• **RECORD SET**:
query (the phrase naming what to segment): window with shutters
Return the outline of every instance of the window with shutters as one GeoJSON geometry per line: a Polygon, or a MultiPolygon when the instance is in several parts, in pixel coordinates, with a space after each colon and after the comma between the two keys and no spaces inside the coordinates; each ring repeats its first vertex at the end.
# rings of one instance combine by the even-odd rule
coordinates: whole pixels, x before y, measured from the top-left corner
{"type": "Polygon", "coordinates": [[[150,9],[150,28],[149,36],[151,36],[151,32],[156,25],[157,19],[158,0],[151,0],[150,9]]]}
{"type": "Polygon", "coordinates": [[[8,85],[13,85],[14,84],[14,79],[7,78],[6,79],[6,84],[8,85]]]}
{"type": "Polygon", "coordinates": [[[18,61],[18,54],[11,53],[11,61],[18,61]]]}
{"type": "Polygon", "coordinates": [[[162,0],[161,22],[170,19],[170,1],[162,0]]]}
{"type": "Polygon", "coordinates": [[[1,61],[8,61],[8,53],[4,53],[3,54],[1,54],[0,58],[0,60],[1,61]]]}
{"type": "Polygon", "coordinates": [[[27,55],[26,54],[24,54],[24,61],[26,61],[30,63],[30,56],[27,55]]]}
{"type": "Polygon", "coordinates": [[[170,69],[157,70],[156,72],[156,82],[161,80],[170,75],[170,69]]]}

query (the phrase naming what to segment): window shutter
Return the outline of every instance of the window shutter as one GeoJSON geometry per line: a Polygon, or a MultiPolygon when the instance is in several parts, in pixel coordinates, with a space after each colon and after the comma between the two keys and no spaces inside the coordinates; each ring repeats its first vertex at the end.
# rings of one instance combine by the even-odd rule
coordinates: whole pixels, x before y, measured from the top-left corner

• **GIVEN EXERCISE**:
Pull out each line of the listing above that contains the word "window", and copy every such line in full.

• **SOLUTION BELOW**:
query (the phrase naming what to segment): window with shutters
Return the outline of every instance of the window with shutters as one GeoJSON geometry per line: a Polygon, or a MultiPolygon when the instance is in several parts, in pixel coordinates, with a space after each colon and after the comma between the two keys and no spaces inside the coordinates; each ring repeats its first vertex at the end.
query (the phrase naming what to segment): window shutter
Return the outline of every instance of the window shutter as one GeoJSON geometry per line: a Polygon, or a MultiPolygon when the instance is in several parts, in pixel coordinates, with a space after each colon and after the comma between the two keys and no spaces inside the coordinates; each ring repeats its first vertex at the end.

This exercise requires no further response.